◆ **Given passage**
--

Which also includes the education system training you for the labor market. How is the state good at that if what they're training you for is now useless? Also includes the welfare safety net which is now failing to catch everyone falling.

>This is really important, because political institutions aren't just bad at handling complex social problems, but when made responsible for them, often get in the way of other individuals, communities, and institutions trying to solve those problems with much better approaches.

If we know they're bad at this and often responsible for the issues we have, why are we funding them so much?

Norway has their sovereign fund as a premprive solution in case the country hits a rough path in the future.

>but rather to contain them and minimize the grift

And this can only be done peacefully by defunding the incompetent state apparatus.

>either way, it's still on us to solve our own problems

Yeah but you need money for that. And we don't have money because the state is taking half of it.


Replies

Gormotoday at 3:41 PM

> Which also includes the education system training you for the labor market.

Does it? That's an assumption many people make, but I'm not sure that this was either the original intent -- public schooling was driven largely as a tool for "liberal arts" and to assimilate immigrants -- nor something that public schooling has ever proven to be particularly good at.

> If we know they're bad at this and often responsible for the issues we have, why are we funding them so much?

Well, most people's main incentive for paying taxes is the threat of being punished for failing to do so.

> And this can only be done peacefully by defunding the incompetent state apparatus.

Agreed entirely.

> Yeah but you need money for that. And we don't have money because the state is taking half of it.

Agreed entirely, and doing away with confiscatory taxation is an important goal. But whether or not the state takes our money is not directly relevant to the question of whether the state is sufficiently trustworthy and competent to assign monopolistic control of critical aspects of our lives to.

And my position on that is that even if we can't roll back taxation, we still shouldn't trust the state with unilateral control over key aspects of our lives and livelihoods, and we'd be better off making do with the resources we retain despite taxation to provide those things for ourselves via other forms of organization or community.

--

◆ **Given material**

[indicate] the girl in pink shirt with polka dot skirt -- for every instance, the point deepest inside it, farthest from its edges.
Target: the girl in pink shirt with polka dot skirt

--

◆ **Jobs**
(1) In the discussion, list every passage from the earlier comment that the reply quotes before responding to it.
(2) Quote the discussion from "Agreed entirely." up to and including "organization or community.".

◆ **List of solutions**
(1)
1. "Which also includes the education system training you for the labor market."
2. "If we know they're bad at this and often responsible for the issues we have, why are we funding them so much?"
3. "And this can only be done peacefully by defunding the incompetent state apparatus."
4. "Yeah but you need money for that. And we don't have money because the state is taking half of it."

(2)
Agreed entirely.

> Yeah but you need money for that. And we don't have money because the state is taking half of it.

Agreed entirely, and doing away with confiscatory taxation is an important goal. But whether or not the state takes our money is not directly relevant to the question of whether the state is sufficiently trustworthy and competent to assign monopolistic control of critical aspects of our lives to.

And my position on that is that even if we can't roll back taxation, we still shouldn't trust the state with unilateral control over key aspects of our lives and livelihoods, and we'd be better off making do with the resources we retain despite taxation to provide those things for ourselves via other forms of organization or community.